§ WORK ITEM: Nothing in the data may be altered; the answer is a verbatim copy of it.

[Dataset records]

————

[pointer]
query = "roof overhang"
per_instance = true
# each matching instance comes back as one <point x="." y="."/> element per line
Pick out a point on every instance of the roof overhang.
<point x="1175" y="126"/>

————

§ ANSWER BOX:
[pointer]
query = "roof overhang"
per_instance = true
# each matching instance comes back as one <point x="." y="."/> element per line
Pick out a point on every instance of the roof overhang.
<point x="1175" y="126"/>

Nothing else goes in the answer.